[Dataset records]
________

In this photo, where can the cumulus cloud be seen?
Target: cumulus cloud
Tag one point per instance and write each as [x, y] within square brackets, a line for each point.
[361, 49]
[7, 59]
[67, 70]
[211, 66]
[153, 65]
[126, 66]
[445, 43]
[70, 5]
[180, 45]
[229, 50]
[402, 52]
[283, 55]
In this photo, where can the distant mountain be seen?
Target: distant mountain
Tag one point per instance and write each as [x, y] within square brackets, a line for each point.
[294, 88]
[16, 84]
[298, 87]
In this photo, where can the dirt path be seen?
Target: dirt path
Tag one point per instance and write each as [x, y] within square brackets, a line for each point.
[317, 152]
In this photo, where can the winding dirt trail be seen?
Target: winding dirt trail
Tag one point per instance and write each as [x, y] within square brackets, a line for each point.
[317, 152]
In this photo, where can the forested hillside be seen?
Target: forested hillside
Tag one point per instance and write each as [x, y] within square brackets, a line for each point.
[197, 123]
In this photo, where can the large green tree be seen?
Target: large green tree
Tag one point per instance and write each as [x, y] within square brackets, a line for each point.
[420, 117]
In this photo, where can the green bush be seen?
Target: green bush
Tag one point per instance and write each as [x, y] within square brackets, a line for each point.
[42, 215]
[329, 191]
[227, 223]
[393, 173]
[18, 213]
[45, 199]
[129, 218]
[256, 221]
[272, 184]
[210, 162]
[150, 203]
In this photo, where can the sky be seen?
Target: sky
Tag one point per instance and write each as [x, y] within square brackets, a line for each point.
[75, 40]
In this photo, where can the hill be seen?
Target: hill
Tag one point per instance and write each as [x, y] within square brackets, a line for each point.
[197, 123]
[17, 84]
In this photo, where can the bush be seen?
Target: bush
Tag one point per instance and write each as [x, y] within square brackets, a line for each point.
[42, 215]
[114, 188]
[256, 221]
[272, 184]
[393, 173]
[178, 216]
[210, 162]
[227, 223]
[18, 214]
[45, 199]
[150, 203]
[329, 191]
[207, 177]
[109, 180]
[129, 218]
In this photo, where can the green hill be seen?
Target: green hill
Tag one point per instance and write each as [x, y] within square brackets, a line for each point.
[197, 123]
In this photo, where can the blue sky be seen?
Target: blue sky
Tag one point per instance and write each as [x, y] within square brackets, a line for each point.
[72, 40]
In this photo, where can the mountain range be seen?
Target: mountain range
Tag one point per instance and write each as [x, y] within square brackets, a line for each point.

________

Convert all of the data above into a JSON list of strings, with each line as its own string and blank lines omitted.

» **EXERCISE RESPONSE**:
[
  "In this photo, where can the cumulus cloud be seen?",
  "Target: cumulus cloud",
  "Tag one point per instance and write each as [x, y] within square brackets, a line for each point.",
  "[361, 49]",
  "[7, 59]",
  "[67, 70]",
  "[211, 66]",
  "[153, 65]",
  "[126, 66]",
  "[445, 43]",
  "[70, 5]",
  "[180, 45]",
  "[229, 50]",
  "[402, 52]",
  "[283, 55]",
  "In this photo, where can the distant mountain be seen?",
  "Target: distant mountain",
  "Tag one point per instance and write each as [x, y] within square brackets, a line for each point.",
  "[294, 88]",
  "[16, 84]",
  "[298, 87]",
  "In this photo, where can the dirt path be seen?",
  "Target: dirt path",
  "Tag one point per instance and write each as [x, y] within square brackets, a line for each point.",
  "[317, 152]",
  "In this photo, where can the winding dirt trail be seen?",
  "Target: winding dirt trail",
  "Tag one point per instance and write each as [x, y] within square brackets, a line for each point.",
  "[317, 152]",
  "In this photo, where can the forested hillside be seen?",
  "Target: forested hillside",
  "Tag one point per instance and write each as [x, y] within square brackets, a line for each point.",
  "[197, 123]",
  "In this photo, where can the large green tree be seen?",
  "Target: large green tree",
  "Tag one point per instance and write each as [x, y] within square brackets, a line for each point.",
  "[420, 117]",
  "In this photo, where can the green bush be seen?",
  "Target: green bush",
  "Tag one point per instance and write each as [x, y] within square brackets, a line for each point.",
  "[42, 215]",
  "[329, 191]",
  "[227, 223]",
  "[393, 173]",
  "[18, 213]",
  "[45, 199]",
  "[129, 218]",
  "[256, 221]",
  "[272, 184]",
  "[210, 162]",
  "[150, 203]",
  "In this photo, where can the sky be seen?",
  "Target: sky",
  "Tag one point per instance and write each as [x, y] within square brackets, a line for each point.",
  "[75, 40]",
  "In this photo, where can the hill be seen?",
  "Target: hill",
  "Tag one point per instance and write each as [x, y] within square brackets, a line for each point.",
  "[197, 123]",
  "[17, 84]",
  "In this photo, where can the bush be seen?",
  "Target: bush",
  "Tag one point per instance and write each as [x, y] within square brackets, a line for each point.",
  "[42, 215]",
  "[114, 188]",
  "[256, 221]",
  "[272, 184]",
  "[393, 173]",
  "[178, 216]",
  "[210, 162]",
  "[227, 223]",
  "[18, 214]",
  "[45, 199]",
  "[150, 203]",
  "[329, 191]",
  "[207, 177]",
  "[109, 180]",
  "[129, 218]",
  "In this photo, where can the green hill be seen?",
  "Target: green hill",
  "Tag one point per instance and write each as [x, y] within square brackets, a line for each point.",
  "[197, 123]",
  "In this photo, where can the blue sky be seen?",
  "Target: blue sky",
  "Tag one point per instance and write each as [x, y] within square brackets, a line for each point.",
  "[72, 40]",
  "In this photo, where can the mountain range be seen?",
  "Target: mountain range",
  "Tag one point per instance and write each as [x, y] within square brackets, a line for each point."
]